# WHAT TO DO:
Take each line below that has "face" and copy it.

Point-per-instance localization data
# # # # #

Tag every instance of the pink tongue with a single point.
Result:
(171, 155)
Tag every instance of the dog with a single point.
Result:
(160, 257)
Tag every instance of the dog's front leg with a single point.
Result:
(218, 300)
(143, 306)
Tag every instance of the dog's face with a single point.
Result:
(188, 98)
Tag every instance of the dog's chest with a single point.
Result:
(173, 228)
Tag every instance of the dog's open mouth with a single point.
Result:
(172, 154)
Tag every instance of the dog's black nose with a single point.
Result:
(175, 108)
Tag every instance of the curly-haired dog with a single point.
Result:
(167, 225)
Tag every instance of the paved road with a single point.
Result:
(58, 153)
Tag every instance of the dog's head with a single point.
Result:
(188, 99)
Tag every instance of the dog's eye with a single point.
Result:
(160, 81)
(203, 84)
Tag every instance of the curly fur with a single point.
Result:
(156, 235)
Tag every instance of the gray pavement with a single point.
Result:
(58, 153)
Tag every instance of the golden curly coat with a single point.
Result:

# # # # #

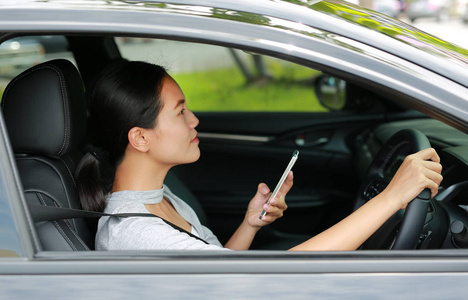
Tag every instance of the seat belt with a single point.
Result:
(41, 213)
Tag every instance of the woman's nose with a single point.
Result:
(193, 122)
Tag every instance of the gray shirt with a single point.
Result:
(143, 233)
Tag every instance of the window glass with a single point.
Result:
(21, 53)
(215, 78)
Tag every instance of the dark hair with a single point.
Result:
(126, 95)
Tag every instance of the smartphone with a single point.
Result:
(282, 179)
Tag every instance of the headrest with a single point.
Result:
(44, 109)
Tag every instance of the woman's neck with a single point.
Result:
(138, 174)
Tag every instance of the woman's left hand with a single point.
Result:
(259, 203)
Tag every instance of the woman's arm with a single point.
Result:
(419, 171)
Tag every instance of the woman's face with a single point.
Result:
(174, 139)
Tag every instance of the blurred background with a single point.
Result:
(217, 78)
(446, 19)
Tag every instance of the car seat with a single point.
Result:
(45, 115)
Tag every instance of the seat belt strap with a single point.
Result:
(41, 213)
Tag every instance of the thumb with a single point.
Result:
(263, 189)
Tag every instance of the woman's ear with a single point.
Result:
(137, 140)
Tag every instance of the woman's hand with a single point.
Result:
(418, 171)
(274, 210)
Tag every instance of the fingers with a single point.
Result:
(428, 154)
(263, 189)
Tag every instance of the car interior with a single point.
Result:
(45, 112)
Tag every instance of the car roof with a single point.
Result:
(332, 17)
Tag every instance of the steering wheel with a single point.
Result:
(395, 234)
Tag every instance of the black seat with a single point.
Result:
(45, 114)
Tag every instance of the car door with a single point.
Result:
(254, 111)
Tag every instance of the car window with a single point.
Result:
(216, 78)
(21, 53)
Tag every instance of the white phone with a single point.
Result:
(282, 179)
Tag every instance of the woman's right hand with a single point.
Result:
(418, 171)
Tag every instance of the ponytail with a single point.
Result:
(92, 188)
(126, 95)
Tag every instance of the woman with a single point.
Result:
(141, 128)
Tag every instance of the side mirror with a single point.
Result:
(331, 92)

# # # # #

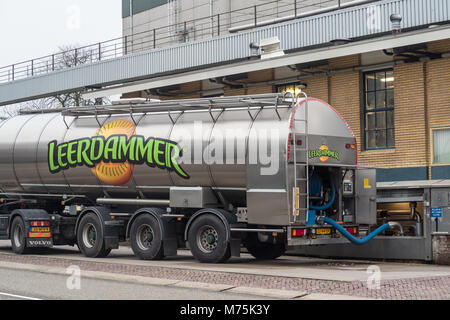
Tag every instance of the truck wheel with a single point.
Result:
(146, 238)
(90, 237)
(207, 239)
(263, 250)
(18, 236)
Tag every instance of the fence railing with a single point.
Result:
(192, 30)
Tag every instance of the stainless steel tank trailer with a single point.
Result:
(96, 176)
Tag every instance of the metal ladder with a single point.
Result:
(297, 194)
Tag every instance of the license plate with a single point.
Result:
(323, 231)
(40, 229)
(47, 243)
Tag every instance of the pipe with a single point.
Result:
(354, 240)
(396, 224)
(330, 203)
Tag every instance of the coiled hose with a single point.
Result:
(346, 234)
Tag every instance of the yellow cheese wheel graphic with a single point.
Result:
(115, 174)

# # # # #

# RESULT OF THIS EXERCISE:
Tag every instance of the dog's face with a single point.
Tag every instance of the woman's face with a single point.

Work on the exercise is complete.